## TASK DIRECTIONS:
Here are some entries. Repeat all of them exactly.

## EXERCISE MATERIALS:
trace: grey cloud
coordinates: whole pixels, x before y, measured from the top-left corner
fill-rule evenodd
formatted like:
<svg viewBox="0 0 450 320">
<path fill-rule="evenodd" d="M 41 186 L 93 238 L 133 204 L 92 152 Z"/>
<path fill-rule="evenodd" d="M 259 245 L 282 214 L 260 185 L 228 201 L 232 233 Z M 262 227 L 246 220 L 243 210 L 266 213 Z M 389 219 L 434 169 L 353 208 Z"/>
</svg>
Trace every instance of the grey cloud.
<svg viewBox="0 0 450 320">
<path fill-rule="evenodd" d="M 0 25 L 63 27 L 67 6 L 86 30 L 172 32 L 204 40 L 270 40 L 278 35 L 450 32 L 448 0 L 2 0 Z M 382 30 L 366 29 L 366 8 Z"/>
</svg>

## RESPONSE TO THIS EXERCISE:
trace: grey cloud
coordinates: whole pixels, x before y, measured from the top-left corner
fill-rule evenodd
formatted like:
<svg viewBox="0 0 450 320">
<path fill-rule="evenodd" d="M 41 186 L 93 238 L 133 204 L 92 152 Z"/>
<path fill-rule="evenodd" d="M 259 245 L 282 214 L 260 185 L 228 201 L 232 233 Z M 262 227 L 246 220 L 243 210 L 266 213 Z M 389 219 L 434 169 L 353 208 Z"/>
</svg>
Trace every instance of the grey cloud.
<svg viewBox="0 0 450 320">
<path fill-rule="evenodd" d="M 0 25 L 63 27 L 67 6 L 86 30 L 172 32 L 204 40 L 270 40 L 278 35 L 450 32 L 448 0 L 2 0 Z M 382 30 L 366 29 L 366 8 Z"/>
</svg>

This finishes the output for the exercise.